* START *

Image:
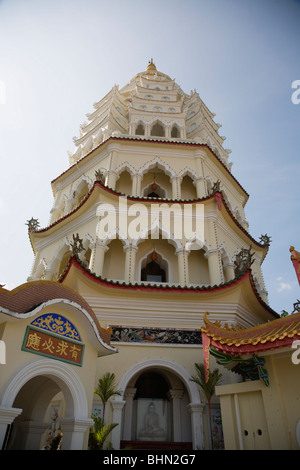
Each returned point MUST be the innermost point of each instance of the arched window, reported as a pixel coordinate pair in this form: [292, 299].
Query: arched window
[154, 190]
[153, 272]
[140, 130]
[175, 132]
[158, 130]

* END *
* START *

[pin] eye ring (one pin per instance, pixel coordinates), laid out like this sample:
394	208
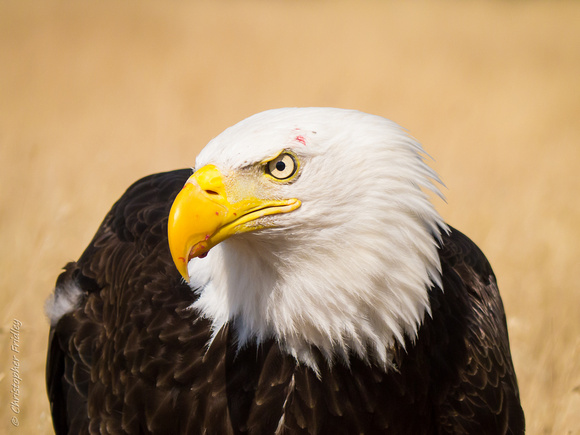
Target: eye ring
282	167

* END *
* START *

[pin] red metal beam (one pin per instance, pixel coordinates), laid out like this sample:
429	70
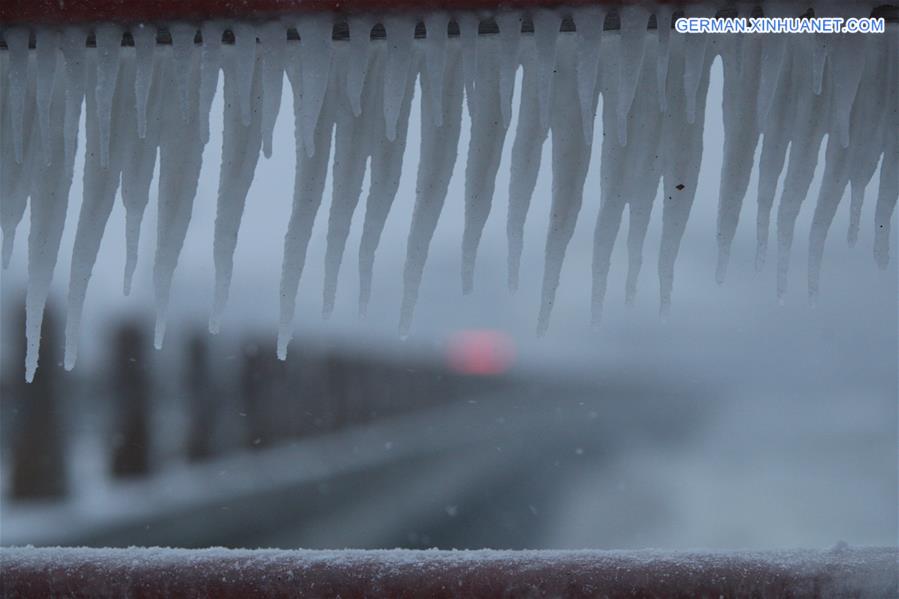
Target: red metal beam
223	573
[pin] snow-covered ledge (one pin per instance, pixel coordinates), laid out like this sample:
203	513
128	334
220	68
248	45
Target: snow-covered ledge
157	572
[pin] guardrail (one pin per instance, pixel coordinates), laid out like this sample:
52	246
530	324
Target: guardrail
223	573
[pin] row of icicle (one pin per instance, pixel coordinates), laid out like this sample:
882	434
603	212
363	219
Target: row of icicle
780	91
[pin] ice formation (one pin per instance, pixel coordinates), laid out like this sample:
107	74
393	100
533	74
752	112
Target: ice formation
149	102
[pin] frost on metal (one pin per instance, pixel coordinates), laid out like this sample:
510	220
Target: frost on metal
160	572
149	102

* END *

From the records above, pull out every line that contains the word "sample" and copy each one in full.

[pin] eye ring (one pin per instance, pixel coordinates), laid out like this sample:
[pin] red metal beam (one pin per instance, pixel coordinates), laid out like this sample:
[pin] snow-covered ledge (one pin per instance, pixel coordinates), laid out like this sample:
[pin] guardrail (one pin per instance, pixel coordinates), laid out like this sample:
[pin] row of icicle (one pin per instance, pixel coordinates), laid out like this sample:
[pin] ice formation (one pin per instance, pixel coordinates), laid out like this sample:
[pin] frost on metal (one pin per instance, pixel coordinates), laid out like this sample:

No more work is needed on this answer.